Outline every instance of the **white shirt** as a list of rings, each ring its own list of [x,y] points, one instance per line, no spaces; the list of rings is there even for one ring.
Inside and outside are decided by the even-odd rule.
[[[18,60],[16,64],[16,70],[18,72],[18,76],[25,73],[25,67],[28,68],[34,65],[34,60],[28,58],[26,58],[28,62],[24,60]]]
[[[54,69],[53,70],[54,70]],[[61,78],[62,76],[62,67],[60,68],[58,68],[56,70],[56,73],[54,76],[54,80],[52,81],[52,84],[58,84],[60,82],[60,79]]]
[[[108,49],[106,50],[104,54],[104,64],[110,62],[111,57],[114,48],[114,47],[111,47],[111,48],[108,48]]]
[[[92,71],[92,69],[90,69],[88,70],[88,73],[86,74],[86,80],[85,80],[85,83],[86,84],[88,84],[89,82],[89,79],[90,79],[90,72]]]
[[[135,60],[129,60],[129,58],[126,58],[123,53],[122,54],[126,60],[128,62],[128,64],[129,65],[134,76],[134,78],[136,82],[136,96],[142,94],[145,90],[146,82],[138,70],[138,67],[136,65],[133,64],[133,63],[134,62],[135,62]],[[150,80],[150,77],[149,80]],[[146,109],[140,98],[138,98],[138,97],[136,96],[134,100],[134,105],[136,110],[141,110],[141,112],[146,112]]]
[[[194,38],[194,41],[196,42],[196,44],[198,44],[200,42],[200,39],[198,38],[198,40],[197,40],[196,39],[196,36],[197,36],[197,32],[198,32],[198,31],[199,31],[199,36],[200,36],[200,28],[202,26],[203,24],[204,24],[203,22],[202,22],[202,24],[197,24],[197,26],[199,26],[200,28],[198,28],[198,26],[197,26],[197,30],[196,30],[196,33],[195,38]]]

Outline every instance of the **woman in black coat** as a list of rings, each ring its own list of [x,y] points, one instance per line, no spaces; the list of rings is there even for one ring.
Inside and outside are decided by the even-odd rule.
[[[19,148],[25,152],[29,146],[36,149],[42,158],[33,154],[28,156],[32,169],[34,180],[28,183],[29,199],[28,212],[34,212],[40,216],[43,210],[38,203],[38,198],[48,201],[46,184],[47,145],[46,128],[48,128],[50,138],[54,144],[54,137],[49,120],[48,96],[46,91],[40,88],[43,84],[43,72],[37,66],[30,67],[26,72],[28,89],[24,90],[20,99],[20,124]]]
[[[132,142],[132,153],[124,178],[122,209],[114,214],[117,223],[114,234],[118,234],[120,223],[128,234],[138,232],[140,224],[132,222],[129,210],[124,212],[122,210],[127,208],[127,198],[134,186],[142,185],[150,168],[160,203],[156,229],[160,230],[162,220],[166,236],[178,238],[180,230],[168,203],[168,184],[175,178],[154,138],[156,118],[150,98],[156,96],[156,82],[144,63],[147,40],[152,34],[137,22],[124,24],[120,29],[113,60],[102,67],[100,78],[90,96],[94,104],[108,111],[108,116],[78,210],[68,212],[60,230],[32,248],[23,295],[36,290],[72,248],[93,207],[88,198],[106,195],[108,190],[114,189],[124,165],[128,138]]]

------------------------------------------------------------

**DIRECTIONS FOR THIS TASK**
Reproduce verbatim the rows starting at the line that contains "Outline every instance of the **woman" and ending at the final line of the rows.

**SOLVED PROBLEM**
Outline every instance of the **woman in black coat** as a list of rings, each ring its own list of [x,y] points, one instance per line, no spaces; the list of rings is there even for one ring.
Inside and outside are decided by the even-odd rule.
[[[19,148],[25,152],[29,146],[36,149],[42,158],[33,154],[28,156],[32,169],[34,180],[28,183],[29,199],[28,212],[34,212],[40,216],[43,210],[38,203],[38,198],[48,201],[46,184],[47,145],[46,128],[48,128],[50,138],[54,144],[54,137],[49,120],[48,96],[46,91],[40,88],[43,84],[43,72],[37,66],[30,67],[26,72],[28,89],[24,90],[20,99],[20,124]]]
[[[132,142],[132,153],[124,178],[122,209],[114,214],[117,223],[114,234],[118,234],[120,223],[128,234],[138,232],[140,224],[132,222],[129,210],[124,212],[122,210],[127,208],[127,198],[134,186],[142,185],[150,168],[160,203],[156,229],[160,230],[162,220],[166,236],[178,238],[180,230],[168,203],[168,184],[175,178],[154,138],[156,118],[150,98],[156,96],[156,82],[144,63],[147,40],[152,34],[137,22],[124,24],[120,29],[113,60],[102,67],[100,78],[90,96],[94,104],[108,111],[108,116],[78,210],[68,212],[60,230],[32,248],[23,295],[36,290],[72,248],[93,207],[88,198],[106,195],[108,190],[114,189],[124,165],[128,138]]]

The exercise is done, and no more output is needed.